Problem to solve: Copy the volunteers' news from "Volunteers' news" to "our five sites.", substituting "the Trust" for every "UHDB".

Passage to read:
--- START ---

Volunteers' news

Thank you to our amazing volunteers who dedicate their time to UHDB

Volunteers across UHDB are celebrating Volunteers' week

Today, 1 June, marks the start of National Volunteers’ week and as ever on behalf of the Trust, we are forever grateful for our volunteers contribution and support to our hospitals.

Here at UHDB we have more than 610 volunteers and have actively restored over 220 volunteers back into the Trust across our five sites.

We also have volunteers who support across the League of Friends, Blood Bikes, Derby and Burton Hospitals Charity, Macmillan and other voluntary groups.

All volunteers play a vital role in helping both patients and members of staff, whether that is pointing them in the right direction and reassuring them it’s only a few more steps to the outpatient clinic or making a cup of coffee for a nurse who is approaching their twelfth hour on shift.

It might be that a patient hasn’t had a visitor for a few weeks and a volunteer can be there to lend a listening ear and a light-hearted joke.

--- END ---

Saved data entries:

--- START ---

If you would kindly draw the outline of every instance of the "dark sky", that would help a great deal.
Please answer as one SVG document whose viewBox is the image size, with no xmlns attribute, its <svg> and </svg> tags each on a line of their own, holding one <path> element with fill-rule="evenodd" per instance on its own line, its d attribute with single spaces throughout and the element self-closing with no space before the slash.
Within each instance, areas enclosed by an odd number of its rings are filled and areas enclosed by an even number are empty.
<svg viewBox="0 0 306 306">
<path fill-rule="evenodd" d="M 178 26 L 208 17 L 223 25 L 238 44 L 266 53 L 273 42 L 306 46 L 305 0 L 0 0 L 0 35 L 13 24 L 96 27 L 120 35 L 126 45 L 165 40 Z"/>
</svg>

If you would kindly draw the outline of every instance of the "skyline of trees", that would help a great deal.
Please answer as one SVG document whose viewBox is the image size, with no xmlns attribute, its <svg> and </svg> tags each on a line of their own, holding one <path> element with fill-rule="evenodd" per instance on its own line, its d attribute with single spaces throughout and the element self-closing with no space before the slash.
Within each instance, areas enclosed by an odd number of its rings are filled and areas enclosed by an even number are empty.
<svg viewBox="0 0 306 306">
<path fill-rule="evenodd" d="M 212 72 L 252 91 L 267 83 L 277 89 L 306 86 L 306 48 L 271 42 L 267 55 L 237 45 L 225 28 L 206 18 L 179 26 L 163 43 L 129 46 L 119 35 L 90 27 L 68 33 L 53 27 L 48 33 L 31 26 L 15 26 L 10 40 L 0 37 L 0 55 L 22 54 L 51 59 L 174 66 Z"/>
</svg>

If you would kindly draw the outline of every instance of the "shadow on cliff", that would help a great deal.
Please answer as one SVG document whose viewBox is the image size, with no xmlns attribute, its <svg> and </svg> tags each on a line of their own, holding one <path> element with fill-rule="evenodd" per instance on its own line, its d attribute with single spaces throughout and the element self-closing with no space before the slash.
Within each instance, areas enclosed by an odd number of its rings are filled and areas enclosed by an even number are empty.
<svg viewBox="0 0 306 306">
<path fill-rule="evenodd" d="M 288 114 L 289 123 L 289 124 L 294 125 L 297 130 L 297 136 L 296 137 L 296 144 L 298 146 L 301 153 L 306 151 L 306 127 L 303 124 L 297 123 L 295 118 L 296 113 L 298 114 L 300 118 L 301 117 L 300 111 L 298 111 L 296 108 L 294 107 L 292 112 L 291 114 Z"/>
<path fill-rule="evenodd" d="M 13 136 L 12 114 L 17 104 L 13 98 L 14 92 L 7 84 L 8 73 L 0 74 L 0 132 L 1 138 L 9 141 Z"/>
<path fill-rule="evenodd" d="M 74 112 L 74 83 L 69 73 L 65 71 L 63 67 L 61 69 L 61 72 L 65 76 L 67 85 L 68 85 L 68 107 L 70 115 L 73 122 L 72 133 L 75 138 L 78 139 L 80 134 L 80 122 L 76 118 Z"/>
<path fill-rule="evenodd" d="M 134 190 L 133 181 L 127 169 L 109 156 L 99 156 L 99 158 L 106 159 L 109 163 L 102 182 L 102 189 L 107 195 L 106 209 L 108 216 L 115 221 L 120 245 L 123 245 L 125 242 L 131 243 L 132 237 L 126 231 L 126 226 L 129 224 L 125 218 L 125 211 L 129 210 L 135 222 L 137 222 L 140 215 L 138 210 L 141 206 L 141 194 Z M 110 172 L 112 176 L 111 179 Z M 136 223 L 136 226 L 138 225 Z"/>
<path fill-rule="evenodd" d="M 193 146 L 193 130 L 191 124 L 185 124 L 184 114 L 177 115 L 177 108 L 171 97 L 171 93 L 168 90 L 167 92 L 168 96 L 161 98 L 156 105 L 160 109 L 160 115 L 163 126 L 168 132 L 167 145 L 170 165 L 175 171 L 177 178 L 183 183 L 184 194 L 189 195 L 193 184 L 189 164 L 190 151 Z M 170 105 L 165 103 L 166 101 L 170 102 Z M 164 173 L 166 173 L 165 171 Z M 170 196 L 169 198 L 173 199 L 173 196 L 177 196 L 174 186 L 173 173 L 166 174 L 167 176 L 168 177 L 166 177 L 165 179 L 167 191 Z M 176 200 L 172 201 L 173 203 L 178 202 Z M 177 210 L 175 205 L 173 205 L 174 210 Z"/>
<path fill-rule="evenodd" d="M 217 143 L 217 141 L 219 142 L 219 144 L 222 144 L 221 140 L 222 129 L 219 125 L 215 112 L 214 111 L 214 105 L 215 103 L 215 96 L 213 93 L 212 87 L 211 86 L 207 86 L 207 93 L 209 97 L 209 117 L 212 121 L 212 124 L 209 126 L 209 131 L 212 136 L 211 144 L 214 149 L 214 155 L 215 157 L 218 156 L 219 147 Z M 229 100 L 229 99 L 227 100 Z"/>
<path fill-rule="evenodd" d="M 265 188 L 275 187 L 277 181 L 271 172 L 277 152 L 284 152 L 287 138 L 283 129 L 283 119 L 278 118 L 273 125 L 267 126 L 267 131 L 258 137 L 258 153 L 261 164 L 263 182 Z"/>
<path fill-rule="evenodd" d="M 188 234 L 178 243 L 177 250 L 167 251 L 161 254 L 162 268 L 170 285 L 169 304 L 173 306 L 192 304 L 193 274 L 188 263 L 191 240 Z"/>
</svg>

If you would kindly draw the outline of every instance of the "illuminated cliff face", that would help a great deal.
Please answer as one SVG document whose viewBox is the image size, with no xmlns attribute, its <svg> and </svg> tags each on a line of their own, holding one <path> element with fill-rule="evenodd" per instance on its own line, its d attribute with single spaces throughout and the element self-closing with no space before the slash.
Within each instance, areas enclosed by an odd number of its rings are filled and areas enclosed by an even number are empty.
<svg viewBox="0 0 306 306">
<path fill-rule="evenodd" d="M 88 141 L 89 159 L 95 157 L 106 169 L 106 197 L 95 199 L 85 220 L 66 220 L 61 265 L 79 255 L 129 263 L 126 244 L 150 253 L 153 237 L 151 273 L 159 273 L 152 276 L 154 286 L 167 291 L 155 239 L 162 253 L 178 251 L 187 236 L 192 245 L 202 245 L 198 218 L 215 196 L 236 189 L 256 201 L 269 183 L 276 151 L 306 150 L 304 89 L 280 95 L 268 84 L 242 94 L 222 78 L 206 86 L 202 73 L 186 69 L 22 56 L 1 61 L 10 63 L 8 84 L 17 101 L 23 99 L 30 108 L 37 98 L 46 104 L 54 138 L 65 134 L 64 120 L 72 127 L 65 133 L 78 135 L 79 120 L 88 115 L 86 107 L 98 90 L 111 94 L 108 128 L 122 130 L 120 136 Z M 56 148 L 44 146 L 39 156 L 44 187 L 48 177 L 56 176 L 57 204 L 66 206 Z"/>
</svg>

--- END ---

Output of the task:
Volunteers' news

Thank you to our amazing volunteers who dedicate their time to the Trust

Volunteers across the Trust are celebrating Volunteers' week

Today, 1 June, marks the start of National Volunteers’ week and as ever on behalf of the Trust, we are forever grateful for our volunteers contribution and support to our hospitals.

Here at the Trust we have more than 610 volunteers and have actively restored over 220 volunteers back into the Trust across our five sites.